### Task statement
Only the lines from the one with "# test: mark the sandy" onward are wanted, through the last line of the entries, set down exactly.

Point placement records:
···
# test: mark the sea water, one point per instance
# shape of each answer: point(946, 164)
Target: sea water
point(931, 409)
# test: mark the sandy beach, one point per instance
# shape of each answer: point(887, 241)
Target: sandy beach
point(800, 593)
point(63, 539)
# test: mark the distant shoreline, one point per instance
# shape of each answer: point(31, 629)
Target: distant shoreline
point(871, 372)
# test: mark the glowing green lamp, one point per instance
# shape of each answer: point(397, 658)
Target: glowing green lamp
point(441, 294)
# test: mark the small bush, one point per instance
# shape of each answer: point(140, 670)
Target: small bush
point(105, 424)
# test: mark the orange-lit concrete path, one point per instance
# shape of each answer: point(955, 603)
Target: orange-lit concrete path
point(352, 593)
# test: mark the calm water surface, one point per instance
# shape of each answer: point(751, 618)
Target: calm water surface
···
### The result
# test: mark the sandy beach, one point per instance
# shape of each answer: point(887, 241)
Target: sandy beach
point(800, 593)
point(63, 539)
# test: mark the distant shoreline, one point per instance
# shape of each answer: point(31, 629)
Target: distant shoreline
point(871, 372)
# test: mark the glowing green lamp, one point per instance
# shape of each answer: point(397, 658)
Target: glowing green lamp
point(441, 294)
# test: mark the small bush, one point per instance
# shape of each answer: point(140, 670)
Target: small bush
point(105, 424)
# test: mark the orange-lit concrete path, one point per instance
# shape of each answer: point(955, 603)
Target: orange-lit concrete path
point(352, 593)
# test: mark the calm water surface, one point per instance
# shape of each answer: point(751, 618)
Target: calm water surface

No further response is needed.